-- START Dataset --

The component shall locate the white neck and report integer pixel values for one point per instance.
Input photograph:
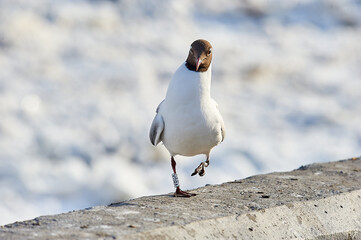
(189, 85)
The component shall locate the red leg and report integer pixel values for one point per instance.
(178, 191)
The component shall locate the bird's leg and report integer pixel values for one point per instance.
(178, 191)
(200, 169)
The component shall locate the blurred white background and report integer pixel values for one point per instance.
(80, 82)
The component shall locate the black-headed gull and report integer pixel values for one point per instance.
(188, 121)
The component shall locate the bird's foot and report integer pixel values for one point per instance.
(200, 169)
(180, 193)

-- END Dataset --

Problem to solve:
Can you pull every line of the items above out verbatim, omitting the picture?

Solved exercise:
The component shall locate the white neck and report integer pixel values for one point per instance.
Input photograph:
(189, 85)
The component shall locate the red leg and report integer pixel values for one point per instance.
(178, 191)
The component shall locate the bird's leg and report integer pixel values for one point per instance.
(178, 191)
(200, 169)
The component shall locate the blurred white background and report integer pixel values for one point per instance.
(80, 82)
The component shall locate the black-headed gull and report integer pixel values for one point per instance.
(188, 121)
The component shall locate the bird's foot and report integer pixel values for one point per instance.
(200, 169)
(180, 193)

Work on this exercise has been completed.